Extracted text>

+++

Some Tips on Commissioning Paint Analysis

The following is an article based on a paper given at the English Heritage Layers of Understanding conference that took place in London on 28th April 2000.


Architectural paint research has progressed enormously in the sixteen years that I have been involved in the field. It is increasingly understood that properly conducted analysis can reveal a great deal of information about a room's decoration, development and use. However, there is still some confusion about how such work should be commissioned and carried out.

The aim of this paper is to provide a number of tips to the potential client in order that he may get the best out of his project.

It should go without saying, that when one employs a paint researcher, it is essential to ensure that he 1 is capable of carrying out the job. How does he intend to set about it ? What projects has he worked on in the past ? What techniques does he propose to use ?


The first thing to stress is that a paint scraper, or "scrapist" (the word derives from "quack"), will not be able to provide any meaningful information about the sequence of paint layers applied to a surface. Pigment identification, the dating of individual schemes, and the ability to identify (for example) exactly which cornice elements were gilded, and at what stage, are not possible by scraping through layers of paint. 2 A white-coated lab technician, on the other hand, may be able to provide an elemental analysis of each of the components within a paint layer, but will not necessarily understand the appearance of a scheme, nor the intention behind its use.


Until the recent release of English Heritage's Draft Guidelines on architectural paint research, it had been fourteen years since Frank Welsh, the American paint researcher, published his "Call for Standards" in a North American preservation journal.3

In his article, Mr Welsh listed the minimum requirements of a paint analyst as being..."a:

1) Working knowledge and developed skills with stereo and polarised light microscopy and microchemical testing techniques, demonstrated through specific study and experience.

2) Comprehension of architectural building history and technology, demonstrated through specific study and experience.

3) Knowledge of historic architectural-finishes' manufacture and application technology, as demonstrated through study, experience, teaching, lecturing, publishing, etc.

4) True understanding and perception of colour and how pigments and paint colours are affected by ageing [sic].

5) Professional willingness and ability to evaluate findings and/or techniques with others who are qualified in relation to individual project/client requirements."

These criteria have not changed, although they do need re-emphasising.

Experience of Researcher

A good paint researcher will probably have been doing the job for ten years or more; will have made some form of contribution to the field, and have carried out a hundred or so projects. In other words, he will be somebody who knows exactly what he is doing. The client should listen to the researcher, whose aim will be to carry out the job as quickly, accurately and efficiently as possible.

+++

Raw records>
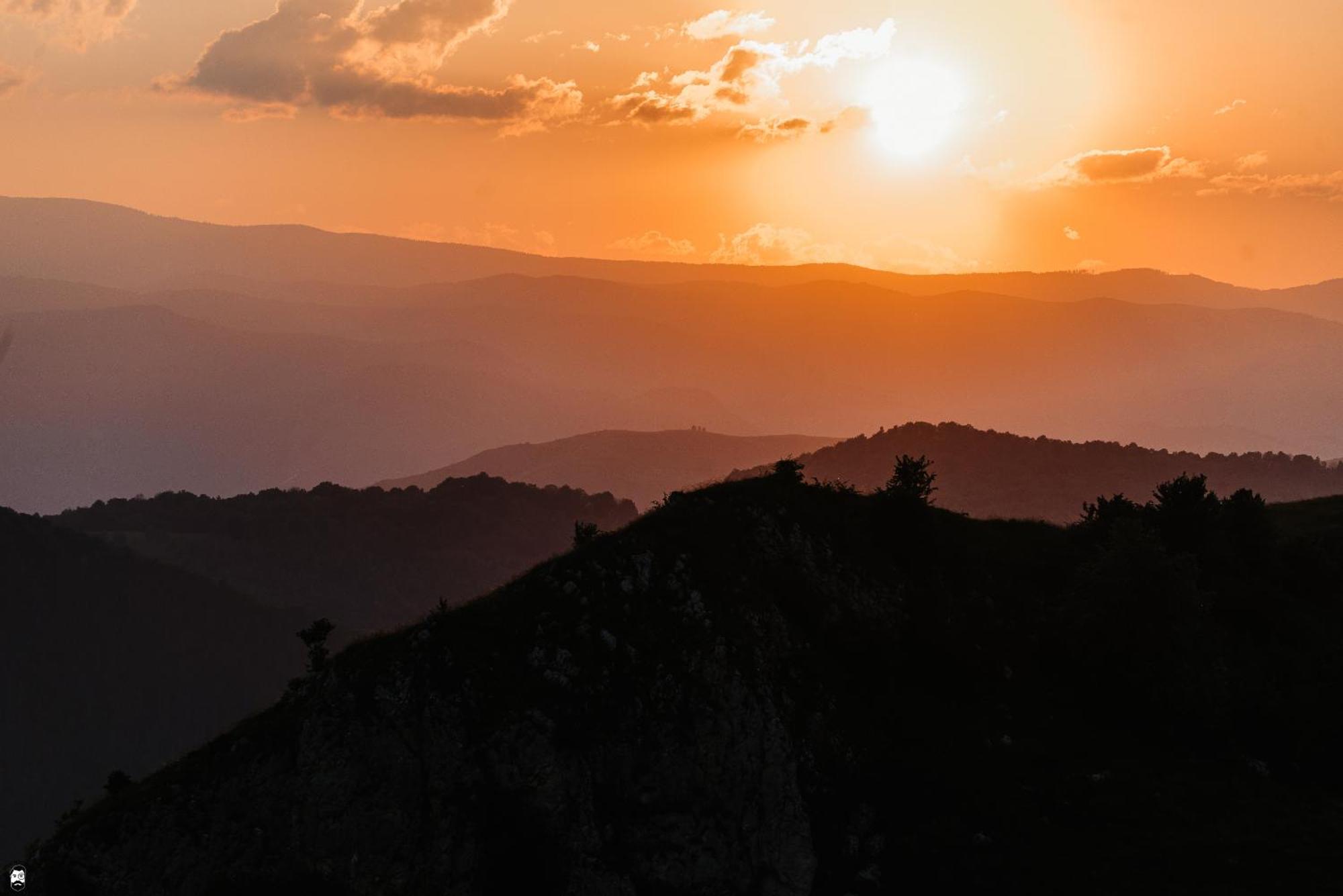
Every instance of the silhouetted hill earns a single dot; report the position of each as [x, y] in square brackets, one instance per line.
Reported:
[643, 466]
[997, 474]
[139, 400]
[776, 687]
[111, 660]
[80, 240]
[369, 560]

+++

What you will do>
Using the article on commissioning paint analysis, answer these:
(a) On what date did the English Heritage Layers of Understanding conference take place?
(b) How many years passed between Frank Welsh's "Call for Standards" and the release of English Heritage's Draft Guidelines?
(c) About how many projects will a good paint researcher have carried out?
The listing isn't needed here.

Exercise answer>
(a) 28th April 2000
(b) Fourteen years
(c) A hundred or so